It’s a Wawa World

Forget Comcast and Sunoco—the most powerful economic force in Philadelphia these days is the one making your Shorti. How our homegrown convenience store went from cult favorite … to superpower

The mix of stuff each store gets is unique, based on historical munching patterns. “You can go to one store and they sell glazed doughnuts all over the place, but go two miles down the road and that town is buying the cruller,” explains Chuck Taylor, manager of Penske’s Northeast carriage contracts.

Wawa stores are like snowflakes; no two are exactly alike—but basically they’re all snow. The Wildwood Wawa has a neon retro- exterior. Princeton’s has a hippie vibe. Inside, the look is standard: bright and clean, with the carnival-colored beverage case in the back, big posters of food where you order, and the eclectic customer mix of cops, punks, geezers, teens and moms. Ed Herr says the diverse clientele is ideal for when Herr’s test-markets new chip flavors: “They might have a Walmart shopper, a supermarket shopper, a drugstore shopper,” he says.
━━━━━━━━━━━━━━━━━━━━━━━━━━━━━━
_REQUESTS_.
1. In the Wawa article, what job does Chuck Taylor hold?
2. Carry the Wawa article forward from its final sentence.
The listing after the Wawa article isn't needed here.

_DATA SHOWN_.
━━━━━━━━━━━━━━━━━━━━━━━━━━━━━━
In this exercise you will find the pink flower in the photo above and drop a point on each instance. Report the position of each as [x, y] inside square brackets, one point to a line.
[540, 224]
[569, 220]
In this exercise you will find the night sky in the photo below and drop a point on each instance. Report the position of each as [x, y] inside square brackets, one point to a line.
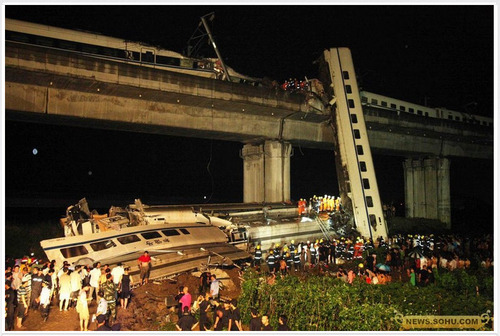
━━━━━━━━━━━━━━━━━━━━━━━━━━━━━━
_OUTPUTS IN ORDER_.
1. He is manager of Penske's Northeast carriage contracts.

2.
Because the company is private and refuses to franchise—all stores are Wawa-owned—it has expanded at a consistent but sensible pace, avoiding Wall Street’s destructive imperative to grow at an ever-faster rate. The chain added 24 stores in 2010 and plans to open around 20 more this year. If Wawa wanted, it could expand all the way up and down I-95, from New England to Florida, with little competition, says retail analyst Burt Flickinger. (Wawa dropped stores in Connecticut but has announced a plan to open in Florida in late 2012).

Rather than sprawl too much, the company chooses to backfill where it already dominates and keep existing stores productive. Old Wawas don’t get decrepit; they get spruced up or shut down. As former Wawa president and CEO Dick Wood once articulated: “Leave the stars alone; close the dogs; feed the children; and milk the cows.” Even the gritty Wawa at 17th and Arch gets a face-lift this fall, though Wawa has largely forsaken Center City (and North and West Philly).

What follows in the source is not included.